TASKS TO CARRY OUT:
1. Copy the conference abstracts word for word, from "Tiffany Augustine, MA, The" up to and including "the reintegration process.".
2. According to the conference abstracts, how many youth are being held in U.S. correctional facilities?

SELECTED PASSAGE:

211 Characteristics of COVID-19 Infection in the Dallas County Jail

Ank Nijhawan, MD, MPH, University of Texas Southwestern Medical Center; Nathan Yeh, Dallas County Jail

This poster describes the approach to screening, testing, housing, and monitoring patients with COVID-19 in a county jail. Examination of detailed demographic and clinical characteristics of patients over a two-month period found that when compared to the general jail population, COVID-positive individuals were more likely to be male, Hispanic, and over age 40. Jail patients were much less likely to require hospital admission compared to nonincarcerated county residents.

212 A Mindfulness Group Intervention to Increase Resilience in Youth at Risk for Reincarceration

Tiffany Augustine, MA, The Chicago School of Professional Psychology at Xavier University of New Orleans

Nearly 48,000 youth are being held in U.S. correctional facilities, exposed to stress and violence that can lead to psychological distress, declining mental health and cognitive functioning, and increases in antisocial behaviors. These youth are then reintegrated into their communities where they are expected to unlearn these antisocial behaviors and refrain from reoffending. This presentation introduces a refined mindfulness-based treatment that has the potential to assist in the reintegration process.

SUPPLIED DATA:
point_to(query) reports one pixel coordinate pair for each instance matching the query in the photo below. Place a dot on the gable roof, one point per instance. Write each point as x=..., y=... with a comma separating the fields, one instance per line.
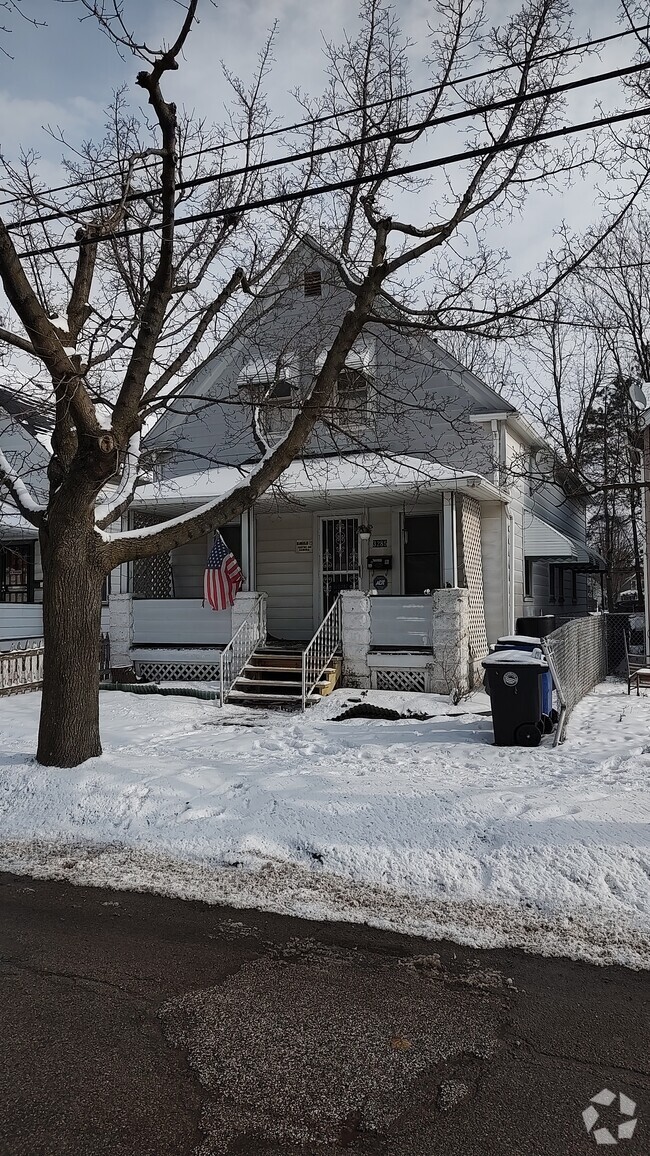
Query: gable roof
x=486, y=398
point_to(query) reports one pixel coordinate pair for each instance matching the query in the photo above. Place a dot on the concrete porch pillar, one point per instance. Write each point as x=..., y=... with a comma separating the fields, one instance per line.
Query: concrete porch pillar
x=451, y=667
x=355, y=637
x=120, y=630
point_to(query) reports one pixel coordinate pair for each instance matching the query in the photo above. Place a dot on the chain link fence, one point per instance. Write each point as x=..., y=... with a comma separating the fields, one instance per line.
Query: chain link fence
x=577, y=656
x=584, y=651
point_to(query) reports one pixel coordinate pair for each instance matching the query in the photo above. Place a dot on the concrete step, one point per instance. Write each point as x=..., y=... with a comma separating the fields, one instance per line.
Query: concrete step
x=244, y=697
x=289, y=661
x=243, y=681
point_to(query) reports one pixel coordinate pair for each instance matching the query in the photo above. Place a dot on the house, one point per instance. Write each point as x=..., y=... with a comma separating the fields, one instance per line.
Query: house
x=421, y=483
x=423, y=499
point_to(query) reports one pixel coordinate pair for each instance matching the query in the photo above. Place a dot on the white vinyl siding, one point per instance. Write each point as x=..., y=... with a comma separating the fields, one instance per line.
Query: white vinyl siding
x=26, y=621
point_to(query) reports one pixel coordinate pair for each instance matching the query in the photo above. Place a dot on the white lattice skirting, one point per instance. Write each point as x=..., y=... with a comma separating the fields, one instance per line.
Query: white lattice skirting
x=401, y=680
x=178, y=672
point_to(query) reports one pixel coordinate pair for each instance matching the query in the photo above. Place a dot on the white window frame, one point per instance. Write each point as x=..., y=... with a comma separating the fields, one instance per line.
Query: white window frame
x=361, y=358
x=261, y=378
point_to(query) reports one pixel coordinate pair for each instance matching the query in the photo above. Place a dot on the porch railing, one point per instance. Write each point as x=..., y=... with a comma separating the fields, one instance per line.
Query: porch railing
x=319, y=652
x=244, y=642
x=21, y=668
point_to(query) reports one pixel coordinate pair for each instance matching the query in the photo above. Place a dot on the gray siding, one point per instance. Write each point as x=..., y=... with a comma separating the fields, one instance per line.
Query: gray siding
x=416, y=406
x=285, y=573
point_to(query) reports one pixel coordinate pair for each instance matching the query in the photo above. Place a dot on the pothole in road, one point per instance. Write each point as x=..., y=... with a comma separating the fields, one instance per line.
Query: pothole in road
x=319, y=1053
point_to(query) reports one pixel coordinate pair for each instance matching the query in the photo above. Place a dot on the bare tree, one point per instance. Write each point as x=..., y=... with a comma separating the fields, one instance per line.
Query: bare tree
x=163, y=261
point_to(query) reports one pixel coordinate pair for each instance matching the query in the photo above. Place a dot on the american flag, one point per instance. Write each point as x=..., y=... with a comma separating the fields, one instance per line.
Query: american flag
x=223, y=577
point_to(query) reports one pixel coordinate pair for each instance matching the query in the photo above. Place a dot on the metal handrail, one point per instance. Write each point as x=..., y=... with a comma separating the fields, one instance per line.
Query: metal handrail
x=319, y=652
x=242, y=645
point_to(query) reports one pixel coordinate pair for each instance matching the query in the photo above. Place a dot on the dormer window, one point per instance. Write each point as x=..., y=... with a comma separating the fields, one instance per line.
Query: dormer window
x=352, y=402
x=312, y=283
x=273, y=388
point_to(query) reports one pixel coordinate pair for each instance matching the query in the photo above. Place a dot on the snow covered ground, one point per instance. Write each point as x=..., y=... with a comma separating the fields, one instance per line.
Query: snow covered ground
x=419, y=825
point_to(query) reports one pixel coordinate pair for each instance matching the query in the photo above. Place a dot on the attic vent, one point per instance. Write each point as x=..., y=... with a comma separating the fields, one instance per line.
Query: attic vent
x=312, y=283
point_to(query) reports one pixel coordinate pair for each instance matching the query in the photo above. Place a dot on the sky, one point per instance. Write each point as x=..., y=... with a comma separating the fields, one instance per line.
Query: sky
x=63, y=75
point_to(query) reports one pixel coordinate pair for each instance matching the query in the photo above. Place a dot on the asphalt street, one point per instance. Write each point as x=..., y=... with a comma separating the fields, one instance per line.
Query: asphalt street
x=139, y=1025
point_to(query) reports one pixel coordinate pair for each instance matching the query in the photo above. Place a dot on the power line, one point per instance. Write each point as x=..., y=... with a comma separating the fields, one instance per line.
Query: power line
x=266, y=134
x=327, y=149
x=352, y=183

ANSWERS FOR THE TASKS:
1.
Tiffany Augustine, MA, The Chicago School of Professional Psychology at Xavier University of New Orleans

Nearly 48,000 youth are being held in U.S. correctional facilities, exposed to stress and violence that can lead to psychological distress, declining mental health and cognitive functioning, and increases in antisocial behaviors. These youth are then reintegrated into their communities where they are expected to unlearn these antisocial behaviors and refrain from reoffending. This presentation introduces a refined mindfulness-based treatment that has the potential to assist in the reintegration process.

2. Nearly 48,000